──────── Dataset content ────────

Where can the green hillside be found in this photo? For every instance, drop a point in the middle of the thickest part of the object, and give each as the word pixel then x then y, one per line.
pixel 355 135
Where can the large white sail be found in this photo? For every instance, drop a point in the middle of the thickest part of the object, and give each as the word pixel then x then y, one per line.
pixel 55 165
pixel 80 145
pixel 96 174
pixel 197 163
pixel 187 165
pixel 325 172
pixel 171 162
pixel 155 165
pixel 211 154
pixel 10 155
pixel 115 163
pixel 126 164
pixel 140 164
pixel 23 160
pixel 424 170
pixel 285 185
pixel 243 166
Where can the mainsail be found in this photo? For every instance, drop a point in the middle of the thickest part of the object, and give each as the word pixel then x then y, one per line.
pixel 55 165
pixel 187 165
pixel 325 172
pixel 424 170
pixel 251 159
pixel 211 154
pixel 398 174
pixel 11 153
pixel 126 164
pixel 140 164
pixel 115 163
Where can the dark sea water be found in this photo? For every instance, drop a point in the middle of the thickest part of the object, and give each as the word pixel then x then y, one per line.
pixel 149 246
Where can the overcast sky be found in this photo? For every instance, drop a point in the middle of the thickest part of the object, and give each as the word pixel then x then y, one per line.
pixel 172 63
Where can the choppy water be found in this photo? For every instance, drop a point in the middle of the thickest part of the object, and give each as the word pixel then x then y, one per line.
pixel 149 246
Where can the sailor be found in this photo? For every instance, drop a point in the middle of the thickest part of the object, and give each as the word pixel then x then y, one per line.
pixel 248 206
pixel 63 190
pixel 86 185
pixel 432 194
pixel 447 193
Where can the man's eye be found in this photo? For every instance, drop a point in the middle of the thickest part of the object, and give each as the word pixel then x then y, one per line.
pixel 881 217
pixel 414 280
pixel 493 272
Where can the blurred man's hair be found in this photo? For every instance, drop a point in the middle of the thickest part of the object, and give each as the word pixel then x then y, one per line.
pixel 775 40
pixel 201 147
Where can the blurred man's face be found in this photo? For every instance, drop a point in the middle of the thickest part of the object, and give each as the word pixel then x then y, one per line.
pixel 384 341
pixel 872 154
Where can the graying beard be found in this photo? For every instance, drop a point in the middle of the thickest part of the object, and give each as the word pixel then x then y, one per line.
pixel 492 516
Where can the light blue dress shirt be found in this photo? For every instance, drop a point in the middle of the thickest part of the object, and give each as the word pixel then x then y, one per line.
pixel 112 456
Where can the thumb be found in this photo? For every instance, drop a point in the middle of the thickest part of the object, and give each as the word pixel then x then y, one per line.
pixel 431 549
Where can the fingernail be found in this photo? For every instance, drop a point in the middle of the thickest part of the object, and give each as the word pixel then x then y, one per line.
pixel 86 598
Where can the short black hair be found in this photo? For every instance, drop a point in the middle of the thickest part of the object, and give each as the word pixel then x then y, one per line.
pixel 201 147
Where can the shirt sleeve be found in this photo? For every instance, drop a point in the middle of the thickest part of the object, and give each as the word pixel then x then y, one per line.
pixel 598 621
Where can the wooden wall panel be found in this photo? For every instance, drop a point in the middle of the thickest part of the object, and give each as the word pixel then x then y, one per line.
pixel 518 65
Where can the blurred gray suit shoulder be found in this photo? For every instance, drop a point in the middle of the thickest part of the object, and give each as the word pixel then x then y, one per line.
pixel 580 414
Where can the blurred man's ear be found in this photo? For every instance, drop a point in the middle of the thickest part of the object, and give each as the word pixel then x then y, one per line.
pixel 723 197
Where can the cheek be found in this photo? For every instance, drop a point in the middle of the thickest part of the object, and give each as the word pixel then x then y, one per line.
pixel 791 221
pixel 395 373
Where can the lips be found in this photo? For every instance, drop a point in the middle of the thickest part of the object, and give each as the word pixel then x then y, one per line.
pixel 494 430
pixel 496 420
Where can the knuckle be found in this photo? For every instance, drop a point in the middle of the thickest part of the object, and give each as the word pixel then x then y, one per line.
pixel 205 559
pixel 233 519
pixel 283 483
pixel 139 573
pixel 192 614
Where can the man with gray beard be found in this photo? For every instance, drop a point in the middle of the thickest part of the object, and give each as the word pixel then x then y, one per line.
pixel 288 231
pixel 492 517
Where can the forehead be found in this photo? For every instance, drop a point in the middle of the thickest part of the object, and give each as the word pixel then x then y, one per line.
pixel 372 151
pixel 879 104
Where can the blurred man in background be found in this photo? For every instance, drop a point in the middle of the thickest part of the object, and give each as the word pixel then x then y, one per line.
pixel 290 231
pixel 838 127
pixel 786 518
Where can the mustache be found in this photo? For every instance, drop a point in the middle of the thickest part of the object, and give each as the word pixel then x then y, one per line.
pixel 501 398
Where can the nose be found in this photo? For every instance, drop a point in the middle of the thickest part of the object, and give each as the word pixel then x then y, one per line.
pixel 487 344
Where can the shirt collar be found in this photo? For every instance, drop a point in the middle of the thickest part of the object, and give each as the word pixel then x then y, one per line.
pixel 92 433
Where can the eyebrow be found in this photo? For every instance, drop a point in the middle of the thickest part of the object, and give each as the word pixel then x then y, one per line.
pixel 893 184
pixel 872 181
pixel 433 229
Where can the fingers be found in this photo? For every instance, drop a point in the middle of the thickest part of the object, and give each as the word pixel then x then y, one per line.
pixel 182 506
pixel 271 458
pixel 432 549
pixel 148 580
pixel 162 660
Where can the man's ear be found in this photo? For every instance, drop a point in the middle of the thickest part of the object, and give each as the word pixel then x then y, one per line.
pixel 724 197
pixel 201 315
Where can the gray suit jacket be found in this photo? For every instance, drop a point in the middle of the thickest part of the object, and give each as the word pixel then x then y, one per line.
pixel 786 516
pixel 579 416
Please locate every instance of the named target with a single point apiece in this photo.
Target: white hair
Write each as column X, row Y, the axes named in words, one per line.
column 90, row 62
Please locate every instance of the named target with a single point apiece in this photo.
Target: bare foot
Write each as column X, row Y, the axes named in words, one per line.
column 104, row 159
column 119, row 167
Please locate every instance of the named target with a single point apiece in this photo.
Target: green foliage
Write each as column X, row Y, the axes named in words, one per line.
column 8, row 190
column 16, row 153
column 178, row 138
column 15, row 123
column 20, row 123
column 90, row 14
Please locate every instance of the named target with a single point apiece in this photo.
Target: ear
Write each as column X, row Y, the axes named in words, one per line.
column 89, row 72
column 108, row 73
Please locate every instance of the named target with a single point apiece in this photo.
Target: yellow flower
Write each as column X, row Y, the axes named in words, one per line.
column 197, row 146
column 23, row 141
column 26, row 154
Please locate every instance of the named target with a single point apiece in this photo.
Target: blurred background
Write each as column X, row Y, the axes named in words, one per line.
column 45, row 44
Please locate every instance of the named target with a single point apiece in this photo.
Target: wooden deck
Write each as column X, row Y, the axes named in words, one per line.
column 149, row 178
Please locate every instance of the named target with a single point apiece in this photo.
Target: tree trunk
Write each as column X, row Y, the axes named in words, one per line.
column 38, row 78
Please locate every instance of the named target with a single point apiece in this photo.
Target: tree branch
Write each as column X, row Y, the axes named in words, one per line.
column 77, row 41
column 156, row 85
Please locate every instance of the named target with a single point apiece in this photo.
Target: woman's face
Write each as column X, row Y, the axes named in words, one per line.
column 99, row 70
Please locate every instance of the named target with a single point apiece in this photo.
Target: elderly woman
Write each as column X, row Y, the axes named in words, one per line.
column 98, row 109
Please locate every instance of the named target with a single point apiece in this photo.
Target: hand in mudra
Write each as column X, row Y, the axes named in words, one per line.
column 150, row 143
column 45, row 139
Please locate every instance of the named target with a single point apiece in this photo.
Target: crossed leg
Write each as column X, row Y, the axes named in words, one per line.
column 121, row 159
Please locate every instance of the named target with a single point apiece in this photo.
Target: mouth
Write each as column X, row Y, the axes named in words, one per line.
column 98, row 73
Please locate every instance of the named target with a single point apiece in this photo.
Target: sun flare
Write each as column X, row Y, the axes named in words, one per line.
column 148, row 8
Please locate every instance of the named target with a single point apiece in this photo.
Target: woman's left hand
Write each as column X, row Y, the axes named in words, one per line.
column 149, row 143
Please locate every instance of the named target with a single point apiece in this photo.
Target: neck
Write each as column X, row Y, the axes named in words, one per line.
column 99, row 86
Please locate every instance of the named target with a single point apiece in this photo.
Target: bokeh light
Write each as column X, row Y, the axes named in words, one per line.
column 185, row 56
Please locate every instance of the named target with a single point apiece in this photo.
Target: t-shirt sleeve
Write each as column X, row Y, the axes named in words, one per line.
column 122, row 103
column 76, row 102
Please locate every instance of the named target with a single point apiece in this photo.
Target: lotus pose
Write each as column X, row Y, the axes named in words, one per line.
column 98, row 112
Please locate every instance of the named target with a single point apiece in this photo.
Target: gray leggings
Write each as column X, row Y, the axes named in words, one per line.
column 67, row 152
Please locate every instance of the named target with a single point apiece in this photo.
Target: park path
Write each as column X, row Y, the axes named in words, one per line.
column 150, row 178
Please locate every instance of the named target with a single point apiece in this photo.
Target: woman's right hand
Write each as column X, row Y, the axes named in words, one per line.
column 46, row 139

────────

Work task: Look through the listing above. Pick out each line with "hand" and copy it.

Solution to this problem:
Target: hand in mudra
Target: woman's left hand
Target: woman's right hand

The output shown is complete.